-- TASK BRIEF --
Quote the lines from the start of the data listing through the line containing "[0,122,640,480]", inclusive, and nothing beyond them.
START RAW DATA
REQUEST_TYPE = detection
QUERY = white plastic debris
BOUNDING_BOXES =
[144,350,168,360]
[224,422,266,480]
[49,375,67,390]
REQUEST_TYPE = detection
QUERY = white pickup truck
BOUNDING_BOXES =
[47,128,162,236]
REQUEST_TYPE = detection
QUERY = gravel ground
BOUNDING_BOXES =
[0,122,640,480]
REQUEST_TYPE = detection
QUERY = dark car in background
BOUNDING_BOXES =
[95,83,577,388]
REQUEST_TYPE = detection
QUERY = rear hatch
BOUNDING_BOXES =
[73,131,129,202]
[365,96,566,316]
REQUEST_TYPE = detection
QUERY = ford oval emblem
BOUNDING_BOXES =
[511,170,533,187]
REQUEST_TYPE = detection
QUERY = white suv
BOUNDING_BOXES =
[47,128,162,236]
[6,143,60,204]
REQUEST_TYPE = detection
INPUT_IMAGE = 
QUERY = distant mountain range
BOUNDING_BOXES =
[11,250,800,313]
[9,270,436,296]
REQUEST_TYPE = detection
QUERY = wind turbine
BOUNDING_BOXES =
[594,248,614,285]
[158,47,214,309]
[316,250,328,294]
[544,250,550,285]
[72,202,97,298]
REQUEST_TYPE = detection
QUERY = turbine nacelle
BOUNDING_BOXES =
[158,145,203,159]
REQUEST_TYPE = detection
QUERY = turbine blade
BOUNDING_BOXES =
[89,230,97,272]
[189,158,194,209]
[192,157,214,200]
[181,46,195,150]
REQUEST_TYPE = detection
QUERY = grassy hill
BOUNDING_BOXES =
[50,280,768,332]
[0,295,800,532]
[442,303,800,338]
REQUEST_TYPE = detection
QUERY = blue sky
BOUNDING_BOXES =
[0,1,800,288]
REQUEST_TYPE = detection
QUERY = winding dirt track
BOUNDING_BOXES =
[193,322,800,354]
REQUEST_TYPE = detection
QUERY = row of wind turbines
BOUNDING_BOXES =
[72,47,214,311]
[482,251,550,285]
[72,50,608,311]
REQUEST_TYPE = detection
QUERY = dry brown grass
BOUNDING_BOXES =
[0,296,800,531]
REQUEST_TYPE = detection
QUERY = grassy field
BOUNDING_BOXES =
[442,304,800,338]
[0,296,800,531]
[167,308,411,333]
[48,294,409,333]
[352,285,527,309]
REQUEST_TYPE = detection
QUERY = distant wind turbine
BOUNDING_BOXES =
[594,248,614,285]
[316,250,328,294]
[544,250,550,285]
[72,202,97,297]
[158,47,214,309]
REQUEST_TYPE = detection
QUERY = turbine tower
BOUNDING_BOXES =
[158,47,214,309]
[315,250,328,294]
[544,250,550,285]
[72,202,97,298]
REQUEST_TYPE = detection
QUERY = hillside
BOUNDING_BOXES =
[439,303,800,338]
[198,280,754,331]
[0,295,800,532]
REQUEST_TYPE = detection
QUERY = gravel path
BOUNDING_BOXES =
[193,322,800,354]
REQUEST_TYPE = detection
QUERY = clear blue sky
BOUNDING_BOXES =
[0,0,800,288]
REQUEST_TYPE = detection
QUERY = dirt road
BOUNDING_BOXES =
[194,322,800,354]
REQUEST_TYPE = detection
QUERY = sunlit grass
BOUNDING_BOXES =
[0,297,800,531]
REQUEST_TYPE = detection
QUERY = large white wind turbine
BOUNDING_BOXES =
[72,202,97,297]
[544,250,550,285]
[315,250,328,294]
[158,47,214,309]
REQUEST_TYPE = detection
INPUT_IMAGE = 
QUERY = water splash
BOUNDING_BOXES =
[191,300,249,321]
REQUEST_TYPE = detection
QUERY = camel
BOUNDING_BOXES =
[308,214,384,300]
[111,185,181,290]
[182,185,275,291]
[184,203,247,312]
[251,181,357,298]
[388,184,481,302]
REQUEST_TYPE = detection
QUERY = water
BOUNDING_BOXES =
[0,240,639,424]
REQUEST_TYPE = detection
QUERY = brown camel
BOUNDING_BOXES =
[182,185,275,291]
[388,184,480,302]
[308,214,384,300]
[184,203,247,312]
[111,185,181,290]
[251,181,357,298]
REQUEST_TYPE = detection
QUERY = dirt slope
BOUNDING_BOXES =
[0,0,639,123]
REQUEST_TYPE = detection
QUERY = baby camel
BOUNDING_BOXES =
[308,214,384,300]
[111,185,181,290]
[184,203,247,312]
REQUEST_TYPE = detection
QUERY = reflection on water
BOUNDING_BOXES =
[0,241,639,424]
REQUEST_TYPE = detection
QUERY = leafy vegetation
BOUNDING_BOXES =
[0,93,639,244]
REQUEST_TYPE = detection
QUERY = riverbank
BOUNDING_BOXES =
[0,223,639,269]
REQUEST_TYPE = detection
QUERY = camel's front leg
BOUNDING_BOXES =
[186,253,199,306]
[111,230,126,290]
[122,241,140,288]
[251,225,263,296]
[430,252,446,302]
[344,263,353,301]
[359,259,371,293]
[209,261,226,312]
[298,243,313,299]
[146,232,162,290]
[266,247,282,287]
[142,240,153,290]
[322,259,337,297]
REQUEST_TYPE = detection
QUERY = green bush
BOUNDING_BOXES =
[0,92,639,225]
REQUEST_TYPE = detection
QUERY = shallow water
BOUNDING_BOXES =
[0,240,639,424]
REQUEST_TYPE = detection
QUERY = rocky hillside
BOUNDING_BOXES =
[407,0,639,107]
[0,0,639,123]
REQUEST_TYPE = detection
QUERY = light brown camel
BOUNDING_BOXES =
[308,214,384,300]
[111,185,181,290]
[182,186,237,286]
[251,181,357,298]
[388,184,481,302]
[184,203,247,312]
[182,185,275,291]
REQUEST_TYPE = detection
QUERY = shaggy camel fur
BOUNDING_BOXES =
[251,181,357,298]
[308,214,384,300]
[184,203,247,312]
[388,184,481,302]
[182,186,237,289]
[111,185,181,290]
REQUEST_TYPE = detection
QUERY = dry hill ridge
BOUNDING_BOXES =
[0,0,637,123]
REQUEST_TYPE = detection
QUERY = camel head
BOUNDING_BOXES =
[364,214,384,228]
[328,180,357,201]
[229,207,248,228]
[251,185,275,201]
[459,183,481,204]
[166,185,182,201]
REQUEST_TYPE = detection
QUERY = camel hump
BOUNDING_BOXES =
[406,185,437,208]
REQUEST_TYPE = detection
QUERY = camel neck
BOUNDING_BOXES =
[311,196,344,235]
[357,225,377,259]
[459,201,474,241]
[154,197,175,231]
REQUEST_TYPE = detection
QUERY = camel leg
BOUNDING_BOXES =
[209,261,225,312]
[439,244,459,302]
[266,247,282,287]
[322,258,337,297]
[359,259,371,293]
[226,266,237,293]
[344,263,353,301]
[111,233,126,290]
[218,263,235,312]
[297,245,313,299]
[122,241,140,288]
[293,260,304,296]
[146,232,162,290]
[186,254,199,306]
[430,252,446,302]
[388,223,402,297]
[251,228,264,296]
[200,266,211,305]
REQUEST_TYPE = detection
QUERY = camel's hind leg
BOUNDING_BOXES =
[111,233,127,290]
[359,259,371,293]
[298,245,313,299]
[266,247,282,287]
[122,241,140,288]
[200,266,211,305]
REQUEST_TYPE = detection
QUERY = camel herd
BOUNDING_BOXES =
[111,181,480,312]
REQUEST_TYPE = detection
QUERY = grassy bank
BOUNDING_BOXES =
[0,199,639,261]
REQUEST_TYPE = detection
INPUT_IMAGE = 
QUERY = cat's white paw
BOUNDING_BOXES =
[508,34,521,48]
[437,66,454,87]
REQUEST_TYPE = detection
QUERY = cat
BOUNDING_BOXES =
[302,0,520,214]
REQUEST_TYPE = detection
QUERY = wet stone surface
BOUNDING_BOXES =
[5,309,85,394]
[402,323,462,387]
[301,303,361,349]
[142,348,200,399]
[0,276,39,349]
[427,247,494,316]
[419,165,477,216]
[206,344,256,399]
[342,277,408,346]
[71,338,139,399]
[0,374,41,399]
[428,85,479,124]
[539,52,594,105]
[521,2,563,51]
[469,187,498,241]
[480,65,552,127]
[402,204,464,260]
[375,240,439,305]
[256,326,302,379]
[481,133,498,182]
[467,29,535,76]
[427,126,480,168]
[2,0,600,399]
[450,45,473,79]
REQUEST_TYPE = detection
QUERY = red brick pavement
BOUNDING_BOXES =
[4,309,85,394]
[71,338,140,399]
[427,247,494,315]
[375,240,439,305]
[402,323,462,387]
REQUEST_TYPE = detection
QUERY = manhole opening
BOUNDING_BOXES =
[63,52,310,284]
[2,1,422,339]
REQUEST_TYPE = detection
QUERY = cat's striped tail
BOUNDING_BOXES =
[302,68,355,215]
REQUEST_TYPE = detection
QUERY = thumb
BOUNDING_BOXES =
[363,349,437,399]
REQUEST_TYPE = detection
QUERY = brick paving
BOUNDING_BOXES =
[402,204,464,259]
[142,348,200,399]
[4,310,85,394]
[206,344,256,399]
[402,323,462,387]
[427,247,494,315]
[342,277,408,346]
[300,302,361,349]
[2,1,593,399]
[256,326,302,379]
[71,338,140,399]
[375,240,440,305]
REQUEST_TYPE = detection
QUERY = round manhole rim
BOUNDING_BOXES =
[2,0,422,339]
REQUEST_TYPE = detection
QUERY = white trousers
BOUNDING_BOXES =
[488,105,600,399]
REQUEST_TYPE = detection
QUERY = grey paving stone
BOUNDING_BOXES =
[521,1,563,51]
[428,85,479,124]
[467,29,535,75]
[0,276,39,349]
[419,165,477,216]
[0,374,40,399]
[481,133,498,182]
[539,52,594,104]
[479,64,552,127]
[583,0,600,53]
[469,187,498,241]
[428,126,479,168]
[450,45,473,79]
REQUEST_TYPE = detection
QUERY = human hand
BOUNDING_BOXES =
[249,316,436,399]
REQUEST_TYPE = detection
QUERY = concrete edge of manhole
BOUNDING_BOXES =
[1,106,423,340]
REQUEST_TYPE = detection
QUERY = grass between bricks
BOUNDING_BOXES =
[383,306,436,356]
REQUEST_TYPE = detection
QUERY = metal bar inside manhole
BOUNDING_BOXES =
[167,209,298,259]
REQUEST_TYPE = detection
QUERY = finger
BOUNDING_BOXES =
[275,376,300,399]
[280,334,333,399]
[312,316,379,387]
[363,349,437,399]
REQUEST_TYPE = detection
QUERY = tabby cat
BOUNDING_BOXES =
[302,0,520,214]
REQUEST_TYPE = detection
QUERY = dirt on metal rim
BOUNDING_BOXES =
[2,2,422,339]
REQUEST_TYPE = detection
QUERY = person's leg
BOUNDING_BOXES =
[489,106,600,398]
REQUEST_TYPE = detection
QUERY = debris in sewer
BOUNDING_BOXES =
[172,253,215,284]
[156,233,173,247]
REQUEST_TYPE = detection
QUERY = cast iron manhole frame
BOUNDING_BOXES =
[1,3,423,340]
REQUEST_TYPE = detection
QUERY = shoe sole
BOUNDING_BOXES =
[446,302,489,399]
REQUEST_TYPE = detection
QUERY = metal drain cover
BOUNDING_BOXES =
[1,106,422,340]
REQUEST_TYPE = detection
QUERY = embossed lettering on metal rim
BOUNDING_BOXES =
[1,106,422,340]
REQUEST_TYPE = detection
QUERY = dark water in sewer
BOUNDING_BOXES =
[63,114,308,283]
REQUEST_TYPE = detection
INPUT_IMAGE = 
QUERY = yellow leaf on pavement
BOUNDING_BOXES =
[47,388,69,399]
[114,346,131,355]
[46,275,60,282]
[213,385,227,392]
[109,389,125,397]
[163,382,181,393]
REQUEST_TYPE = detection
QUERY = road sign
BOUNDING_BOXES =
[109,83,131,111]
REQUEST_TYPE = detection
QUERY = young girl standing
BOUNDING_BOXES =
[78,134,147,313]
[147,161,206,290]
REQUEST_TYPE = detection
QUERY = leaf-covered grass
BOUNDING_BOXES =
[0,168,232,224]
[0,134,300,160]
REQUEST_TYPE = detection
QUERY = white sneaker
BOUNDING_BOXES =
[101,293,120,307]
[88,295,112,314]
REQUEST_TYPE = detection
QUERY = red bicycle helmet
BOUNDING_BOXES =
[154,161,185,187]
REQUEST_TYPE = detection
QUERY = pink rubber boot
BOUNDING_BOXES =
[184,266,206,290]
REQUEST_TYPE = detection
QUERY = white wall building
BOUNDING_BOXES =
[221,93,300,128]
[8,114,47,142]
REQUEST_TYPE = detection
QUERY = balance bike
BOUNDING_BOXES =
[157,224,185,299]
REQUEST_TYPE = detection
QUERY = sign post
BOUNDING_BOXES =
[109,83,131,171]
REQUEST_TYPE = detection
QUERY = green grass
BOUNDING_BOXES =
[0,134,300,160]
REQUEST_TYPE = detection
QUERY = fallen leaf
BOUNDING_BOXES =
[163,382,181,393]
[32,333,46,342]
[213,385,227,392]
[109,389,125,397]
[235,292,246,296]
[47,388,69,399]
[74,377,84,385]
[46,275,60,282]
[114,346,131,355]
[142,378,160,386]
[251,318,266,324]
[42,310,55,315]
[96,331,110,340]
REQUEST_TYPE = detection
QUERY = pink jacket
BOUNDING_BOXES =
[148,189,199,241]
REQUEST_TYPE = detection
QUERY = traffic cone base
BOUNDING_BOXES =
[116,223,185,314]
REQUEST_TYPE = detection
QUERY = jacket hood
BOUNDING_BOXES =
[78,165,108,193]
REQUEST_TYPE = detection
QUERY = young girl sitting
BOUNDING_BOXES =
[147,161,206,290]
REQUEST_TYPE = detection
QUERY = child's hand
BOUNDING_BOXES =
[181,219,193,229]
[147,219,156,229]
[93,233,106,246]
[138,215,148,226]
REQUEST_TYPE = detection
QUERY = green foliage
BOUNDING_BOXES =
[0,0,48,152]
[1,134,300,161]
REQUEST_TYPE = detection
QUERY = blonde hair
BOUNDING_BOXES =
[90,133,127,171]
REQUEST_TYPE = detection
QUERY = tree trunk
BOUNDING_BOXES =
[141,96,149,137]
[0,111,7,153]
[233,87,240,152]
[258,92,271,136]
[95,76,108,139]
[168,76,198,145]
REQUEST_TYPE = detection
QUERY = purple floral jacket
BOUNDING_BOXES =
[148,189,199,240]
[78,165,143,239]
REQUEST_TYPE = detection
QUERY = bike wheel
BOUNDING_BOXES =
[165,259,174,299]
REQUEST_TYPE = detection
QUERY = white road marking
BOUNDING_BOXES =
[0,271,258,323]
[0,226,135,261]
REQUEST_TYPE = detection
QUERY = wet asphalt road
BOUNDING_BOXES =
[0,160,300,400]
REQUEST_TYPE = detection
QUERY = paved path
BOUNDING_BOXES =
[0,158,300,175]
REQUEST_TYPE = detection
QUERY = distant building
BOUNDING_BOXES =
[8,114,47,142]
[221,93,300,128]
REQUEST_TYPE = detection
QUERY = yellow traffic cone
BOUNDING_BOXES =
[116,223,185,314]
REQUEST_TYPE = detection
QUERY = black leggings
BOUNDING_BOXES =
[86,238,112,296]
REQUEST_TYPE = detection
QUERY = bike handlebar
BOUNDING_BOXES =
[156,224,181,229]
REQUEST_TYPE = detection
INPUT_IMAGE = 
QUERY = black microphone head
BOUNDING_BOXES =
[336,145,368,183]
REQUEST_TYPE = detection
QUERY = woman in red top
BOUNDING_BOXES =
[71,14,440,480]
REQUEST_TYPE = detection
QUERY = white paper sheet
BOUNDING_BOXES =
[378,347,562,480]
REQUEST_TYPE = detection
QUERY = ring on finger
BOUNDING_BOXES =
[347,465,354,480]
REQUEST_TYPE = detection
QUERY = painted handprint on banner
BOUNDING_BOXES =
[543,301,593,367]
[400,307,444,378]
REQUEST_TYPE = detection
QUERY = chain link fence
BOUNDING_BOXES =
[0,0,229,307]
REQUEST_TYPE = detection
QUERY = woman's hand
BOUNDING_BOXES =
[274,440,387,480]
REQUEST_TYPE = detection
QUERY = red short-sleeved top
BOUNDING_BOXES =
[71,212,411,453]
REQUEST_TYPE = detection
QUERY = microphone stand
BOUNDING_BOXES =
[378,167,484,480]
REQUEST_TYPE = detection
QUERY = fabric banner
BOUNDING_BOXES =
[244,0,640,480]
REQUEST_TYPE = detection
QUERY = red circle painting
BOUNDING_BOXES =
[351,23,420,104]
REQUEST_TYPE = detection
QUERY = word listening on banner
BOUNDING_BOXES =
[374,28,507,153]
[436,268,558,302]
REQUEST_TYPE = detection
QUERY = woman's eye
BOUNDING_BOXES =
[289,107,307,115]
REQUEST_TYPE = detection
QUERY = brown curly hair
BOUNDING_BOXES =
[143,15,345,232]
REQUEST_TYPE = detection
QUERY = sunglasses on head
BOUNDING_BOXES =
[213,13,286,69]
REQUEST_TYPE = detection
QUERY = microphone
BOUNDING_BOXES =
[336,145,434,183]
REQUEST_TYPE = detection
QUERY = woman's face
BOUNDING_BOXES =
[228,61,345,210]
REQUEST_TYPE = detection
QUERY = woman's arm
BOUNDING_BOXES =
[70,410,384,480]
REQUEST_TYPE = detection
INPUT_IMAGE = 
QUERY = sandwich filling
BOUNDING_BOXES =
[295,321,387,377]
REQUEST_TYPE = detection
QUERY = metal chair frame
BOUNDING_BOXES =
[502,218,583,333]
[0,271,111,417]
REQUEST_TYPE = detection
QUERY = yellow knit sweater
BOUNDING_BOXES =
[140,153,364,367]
END RAW DATA
-- CORRECT RESPONSE --
REQUEST_TYPE = detection
QUERY = white plastic debris
BOUNDING_BOXES =
[144,350,168,360]
[224,422,266,480]
[49,375,67,390]
REQUEST_TYPE = detection
QUERY = white pickup truck
BOUNDING_BOXES =
[47,128,162,236]
REQUEST_TYPE = detection
QUERY = gravel ground
BOUNDING_BOXES =
[0,122,640,480]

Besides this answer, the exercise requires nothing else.